Question courte 1: D'après le passage du texte sur l'exposition Black Madonna, pourquoi le projet présenté à Bâle porte-t-il sur la Vierge noire ? Répondez en une à trois phrases.
Question courte 2: Dans le passage du texte sur l'exposition Black Madonna, sur quelle collection l'artiste s'est-il notamment appuyé pour réaliser ses travaux ?

Passage du texte:
== == ==
Dans le cadre de sa première grande exposition individuelle au Kunstmuseum Basel, Theaster Gates (né en 1973) se consacre au culte voué à l’icône de la Vierge noire. En s’appuyant notamment sur la collection du Kunstmuseum, l’artiste a réalisé plusieurs travaux pour l’exposition Black Madonna présentée dans deux bâtiments du Kunstmuseum. Un programme organisé autour de l’exposition propose divers événements conçus en coopération avec des partenaires locaux et internationaux.

La pratique artistique de Theaster Gates inclut une multitude de genres et de matériaux : des interventions urbaines, des performances et des réalisations en céramique. L’artiste s’attache à réduire l’écart entre l’art et la société et à apporter des changements sociaux, politiques et spirituels en associant des communautés culturelles et urbaines.

L’intérêt de Gates pour les représentations de Vierges noires constituait l’un des points de départ du projet d’exposition à Bâle. Les statues et les portraits de la Vierge Marie à la peau sombre demeurent jusqu’à nos jours parmi les plus vénérés en Europe. Ces icônes de style byzantin richement parées, auxquelles sont destinées des offrandes votives, sont conservées dans des sanctuaires et portées en procession. Dans le cadre de l’exposition Black Madonna, Gates interroge la portée politique, esthétique et métaphorique de cette figure fascinante.
== == ==
Données extraites:
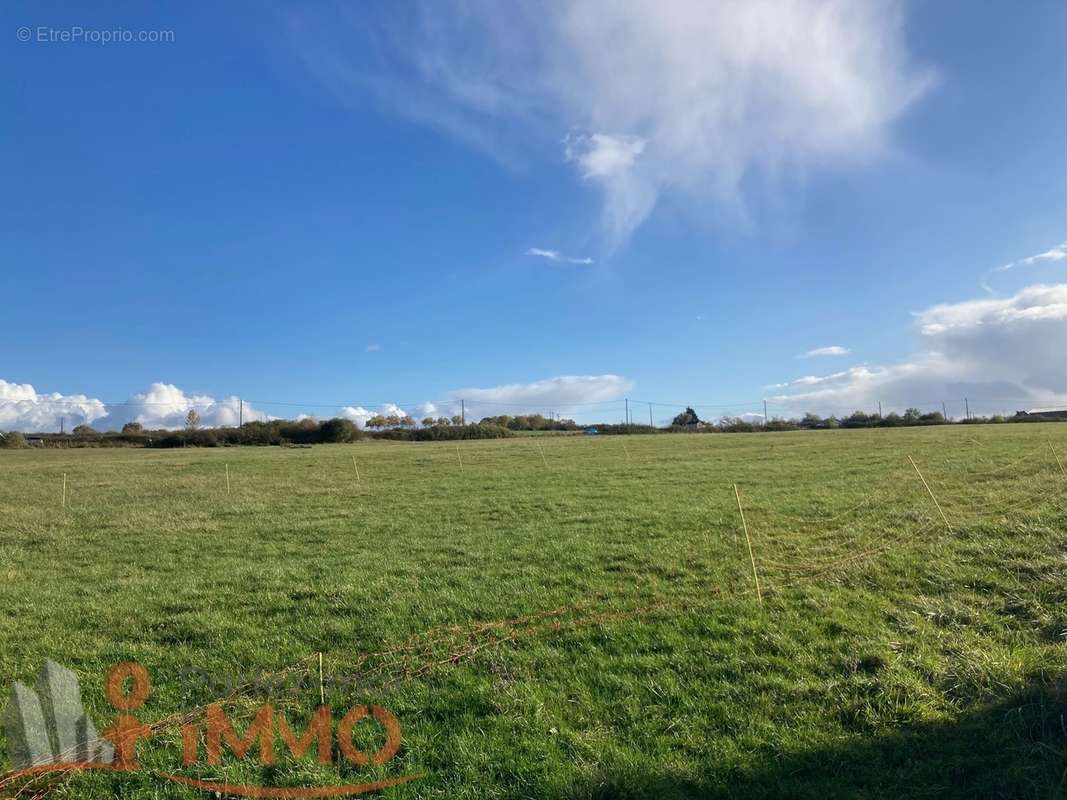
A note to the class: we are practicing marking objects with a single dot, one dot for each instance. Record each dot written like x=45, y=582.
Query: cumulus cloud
x=1001, y=354
x=163, y=405
x=1055, y=254
x=649, y=96
x=556, y=256
x=830, y=350
x=24, y=409
x=562, y=394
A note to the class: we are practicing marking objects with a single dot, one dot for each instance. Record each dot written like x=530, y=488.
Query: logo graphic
x=49, y=725
x=48, y=731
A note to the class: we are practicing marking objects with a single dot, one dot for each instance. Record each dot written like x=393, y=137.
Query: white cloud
x=1003, y=354
x=1056, y=254
x=830, y=350
x=556, y=256
x=22, y=409
x=697, y=97
x=603, y=156
x=563, y=394
x=163, y=405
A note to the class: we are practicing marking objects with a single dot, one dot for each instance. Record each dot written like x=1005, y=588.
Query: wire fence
x=913, y=506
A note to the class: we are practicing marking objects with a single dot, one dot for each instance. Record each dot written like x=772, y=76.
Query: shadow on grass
x=1016, y=748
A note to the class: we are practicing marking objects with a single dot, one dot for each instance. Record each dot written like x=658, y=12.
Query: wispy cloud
x=703, y=99
x=1056, y=254
x=556, y=256
x=829, y=350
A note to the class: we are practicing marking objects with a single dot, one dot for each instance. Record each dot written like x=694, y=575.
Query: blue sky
x=337, y=204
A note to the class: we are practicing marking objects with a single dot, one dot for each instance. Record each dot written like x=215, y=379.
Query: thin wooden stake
x=751, y=556
x=1062, y=469
x=930, y=491
x=322, y=691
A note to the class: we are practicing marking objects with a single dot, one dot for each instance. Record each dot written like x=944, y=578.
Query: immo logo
x=48, y=731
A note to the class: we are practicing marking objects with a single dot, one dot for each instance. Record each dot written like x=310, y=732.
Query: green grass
x=578, y=625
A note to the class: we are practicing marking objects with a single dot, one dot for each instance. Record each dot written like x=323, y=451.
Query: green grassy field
x=573, y=617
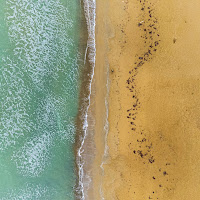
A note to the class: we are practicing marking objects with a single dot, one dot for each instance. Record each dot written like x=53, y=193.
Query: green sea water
x=40, y=65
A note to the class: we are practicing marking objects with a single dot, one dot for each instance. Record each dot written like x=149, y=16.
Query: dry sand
x=152, y=50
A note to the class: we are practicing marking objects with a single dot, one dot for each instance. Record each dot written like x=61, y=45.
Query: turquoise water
x=39, y=92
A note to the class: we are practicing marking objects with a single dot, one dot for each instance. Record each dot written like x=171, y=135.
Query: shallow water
x=40, y=65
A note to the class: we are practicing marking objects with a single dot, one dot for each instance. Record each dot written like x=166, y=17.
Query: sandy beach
x=152, y=51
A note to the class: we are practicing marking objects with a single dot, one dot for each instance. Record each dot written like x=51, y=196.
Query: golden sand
x=152, y=50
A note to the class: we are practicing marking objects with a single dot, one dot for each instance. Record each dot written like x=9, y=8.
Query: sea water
x=40, y=66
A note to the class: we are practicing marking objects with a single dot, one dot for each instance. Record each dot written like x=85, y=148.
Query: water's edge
x=85, y=96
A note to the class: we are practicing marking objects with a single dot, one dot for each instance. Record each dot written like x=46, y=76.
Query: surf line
x=90, y=15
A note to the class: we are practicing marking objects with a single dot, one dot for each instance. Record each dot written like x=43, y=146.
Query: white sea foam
x=33, y=158
x=28, y=191
x=39, y=33
x=90, y=15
== == ==
Réponse complète 1: L'intérêt de Theaster Gates pour les représentations de Vierges noires a été l'un des points de départ du projet d'exposition à Bâle. Dans l'exposition, il interroge la portée politique, esthétique et métaphorique de cette figure.

Réponse complète 2: Sur la collection du Kunstmuseum.